_Work to complete_. How many lines of the records below contain the word "surface"? Reply with the number alone.
--- start of Material for the task ---
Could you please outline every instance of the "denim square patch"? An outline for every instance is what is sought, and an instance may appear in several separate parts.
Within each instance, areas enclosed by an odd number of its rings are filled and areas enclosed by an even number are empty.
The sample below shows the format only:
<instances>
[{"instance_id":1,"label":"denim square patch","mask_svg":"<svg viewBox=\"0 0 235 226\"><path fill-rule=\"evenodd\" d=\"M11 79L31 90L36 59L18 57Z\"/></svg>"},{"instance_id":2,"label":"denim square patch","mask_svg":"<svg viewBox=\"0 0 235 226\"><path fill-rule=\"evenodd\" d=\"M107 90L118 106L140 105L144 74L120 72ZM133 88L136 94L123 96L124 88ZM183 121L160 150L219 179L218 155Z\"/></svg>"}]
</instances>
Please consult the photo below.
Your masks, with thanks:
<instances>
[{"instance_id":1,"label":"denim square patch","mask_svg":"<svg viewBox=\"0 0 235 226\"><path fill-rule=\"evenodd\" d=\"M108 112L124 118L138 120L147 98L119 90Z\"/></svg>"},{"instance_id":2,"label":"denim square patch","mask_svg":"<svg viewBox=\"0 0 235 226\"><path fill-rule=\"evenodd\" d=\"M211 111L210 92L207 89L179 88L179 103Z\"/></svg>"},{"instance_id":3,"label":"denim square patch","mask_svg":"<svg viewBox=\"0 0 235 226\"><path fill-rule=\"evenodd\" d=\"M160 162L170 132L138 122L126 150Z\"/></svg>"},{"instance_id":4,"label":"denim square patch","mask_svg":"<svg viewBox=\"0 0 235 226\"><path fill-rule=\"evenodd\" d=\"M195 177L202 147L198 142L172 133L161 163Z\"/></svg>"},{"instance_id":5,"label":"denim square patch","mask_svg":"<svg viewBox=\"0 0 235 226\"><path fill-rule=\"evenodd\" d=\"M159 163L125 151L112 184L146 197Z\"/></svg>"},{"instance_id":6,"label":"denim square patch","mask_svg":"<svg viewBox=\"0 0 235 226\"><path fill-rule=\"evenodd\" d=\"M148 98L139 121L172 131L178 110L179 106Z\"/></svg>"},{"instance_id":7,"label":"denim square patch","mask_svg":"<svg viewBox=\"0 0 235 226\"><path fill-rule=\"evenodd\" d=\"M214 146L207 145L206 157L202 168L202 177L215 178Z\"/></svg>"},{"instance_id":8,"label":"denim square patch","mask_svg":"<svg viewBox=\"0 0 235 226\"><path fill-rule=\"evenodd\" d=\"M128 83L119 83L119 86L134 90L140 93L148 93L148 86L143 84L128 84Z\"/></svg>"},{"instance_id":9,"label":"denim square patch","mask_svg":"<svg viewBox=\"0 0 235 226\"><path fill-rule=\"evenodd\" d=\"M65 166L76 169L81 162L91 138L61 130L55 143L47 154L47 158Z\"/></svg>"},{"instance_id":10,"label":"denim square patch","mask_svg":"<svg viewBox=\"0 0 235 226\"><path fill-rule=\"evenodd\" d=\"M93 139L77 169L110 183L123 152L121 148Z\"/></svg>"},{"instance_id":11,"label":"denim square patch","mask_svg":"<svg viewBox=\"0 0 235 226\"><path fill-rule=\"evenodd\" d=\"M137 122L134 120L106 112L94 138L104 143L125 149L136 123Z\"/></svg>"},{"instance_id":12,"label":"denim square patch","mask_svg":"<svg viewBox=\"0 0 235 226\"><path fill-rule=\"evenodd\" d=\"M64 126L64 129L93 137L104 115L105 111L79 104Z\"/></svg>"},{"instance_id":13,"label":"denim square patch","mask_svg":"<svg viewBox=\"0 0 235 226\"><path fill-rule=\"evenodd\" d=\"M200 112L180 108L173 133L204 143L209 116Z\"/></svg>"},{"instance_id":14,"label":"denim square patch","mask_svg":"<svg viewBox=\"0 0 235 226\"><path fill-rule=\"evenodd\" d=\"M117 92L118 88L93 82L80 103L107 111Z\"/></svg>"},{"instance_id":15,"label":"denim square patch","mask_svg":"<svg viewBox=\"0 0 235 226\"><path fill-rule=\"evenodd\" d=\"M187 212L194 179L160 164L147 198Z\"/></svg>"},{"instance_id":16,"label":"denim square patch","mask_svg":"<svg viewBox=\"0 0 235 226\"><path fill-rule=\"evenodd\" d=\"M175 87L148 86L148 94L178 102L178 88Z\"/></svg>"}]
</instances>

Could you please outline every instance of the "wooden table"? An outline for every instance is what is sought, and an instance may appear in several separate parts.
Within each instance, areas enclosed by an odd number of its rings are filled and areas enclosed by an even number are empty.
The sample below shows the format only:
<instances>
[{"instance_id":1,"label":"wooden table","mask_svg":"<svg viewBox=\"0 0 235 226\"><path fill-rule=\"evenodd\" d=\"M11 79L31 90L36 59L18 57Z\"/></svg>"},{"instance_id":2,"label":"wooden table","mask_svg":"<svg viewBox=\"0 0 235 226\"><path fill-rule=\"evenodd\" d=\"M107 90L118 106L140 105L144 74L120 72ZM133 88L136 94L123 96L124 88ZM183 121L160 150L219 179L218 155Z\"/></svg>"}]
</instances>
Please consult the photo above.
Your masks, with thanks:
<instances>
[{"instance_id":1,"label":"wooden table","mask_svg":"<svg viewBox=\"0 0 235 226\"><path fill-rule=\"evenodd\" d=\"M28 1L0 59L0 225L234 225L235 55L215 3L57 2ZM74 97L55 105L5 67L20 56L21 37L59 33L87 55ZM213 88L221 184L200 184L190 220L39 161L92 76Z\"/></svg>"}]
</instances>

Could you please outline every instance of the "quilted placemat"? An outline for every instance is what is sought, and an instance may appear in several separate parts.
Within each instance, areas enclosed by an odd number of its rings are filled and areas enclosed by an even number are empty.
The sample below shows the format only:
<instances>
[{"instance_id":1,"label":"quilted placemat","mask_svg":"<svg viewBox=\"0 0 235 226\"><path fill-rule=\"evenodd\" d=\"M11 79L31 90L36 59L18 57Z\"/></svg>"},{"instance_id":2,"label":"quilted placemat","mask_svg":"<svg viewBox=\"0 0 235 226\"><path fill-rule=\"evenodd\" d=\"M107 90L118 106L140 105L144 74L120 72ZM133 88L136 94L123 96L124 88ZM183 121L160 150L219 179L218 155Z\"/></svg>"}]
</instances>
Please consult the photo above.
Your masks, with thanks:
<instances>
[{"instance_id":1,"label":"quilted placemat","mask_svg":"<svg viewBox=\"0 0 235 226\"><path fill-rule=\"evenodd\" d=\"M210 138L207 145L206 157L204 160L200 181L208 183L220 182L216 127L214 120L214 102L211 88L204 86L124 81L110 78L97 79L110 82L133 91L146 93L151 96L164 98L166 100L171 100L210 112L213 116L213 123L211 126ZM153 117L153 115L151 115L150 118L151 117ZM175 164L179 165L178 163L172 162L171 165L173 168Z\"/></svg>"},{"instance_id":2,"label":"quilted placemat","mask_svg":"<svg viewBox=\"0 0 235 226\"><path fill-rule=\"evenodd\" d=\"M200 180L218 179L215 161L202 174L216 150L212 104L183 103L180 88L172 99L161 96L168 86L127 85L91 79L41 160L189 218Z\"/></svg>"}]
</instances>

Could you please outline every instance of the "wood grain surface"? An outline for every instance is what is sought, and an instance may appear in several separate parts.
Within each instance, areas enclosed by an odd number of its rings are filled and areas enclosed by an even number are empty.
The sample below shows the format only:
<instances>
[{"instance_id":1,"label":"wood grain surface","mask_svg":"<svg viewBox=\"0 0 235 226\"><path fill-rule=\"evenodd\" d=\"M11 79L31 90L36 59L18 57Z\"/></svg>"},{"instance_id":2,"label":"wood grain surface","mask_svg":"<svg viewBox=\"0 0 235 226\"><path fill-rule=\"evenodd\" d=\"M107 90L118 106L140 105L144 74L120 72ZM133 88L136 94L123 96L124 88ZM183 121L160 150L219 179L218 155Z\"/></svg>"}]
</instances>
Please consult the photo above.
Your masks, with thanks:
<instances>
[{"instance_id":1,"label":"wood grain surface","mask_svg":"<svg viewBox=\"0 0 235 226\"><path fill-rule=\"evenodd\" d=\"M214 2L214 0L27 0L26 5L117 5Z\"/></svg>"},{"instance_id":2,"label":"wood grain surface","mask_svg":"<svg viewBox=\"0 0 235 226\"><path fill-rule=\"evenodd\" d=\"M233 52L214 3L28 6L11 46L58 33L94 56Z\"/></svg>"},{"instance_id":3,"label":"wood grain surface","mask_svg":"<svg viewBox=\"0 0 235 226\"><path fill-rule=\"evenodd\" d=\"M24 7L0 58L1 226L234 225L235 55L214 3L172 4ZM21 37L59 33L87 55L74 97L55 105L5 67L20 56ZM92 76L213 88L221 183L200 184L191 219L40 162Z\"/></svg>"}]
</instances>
--- end of Material for the task ---
_Correct answer_. 3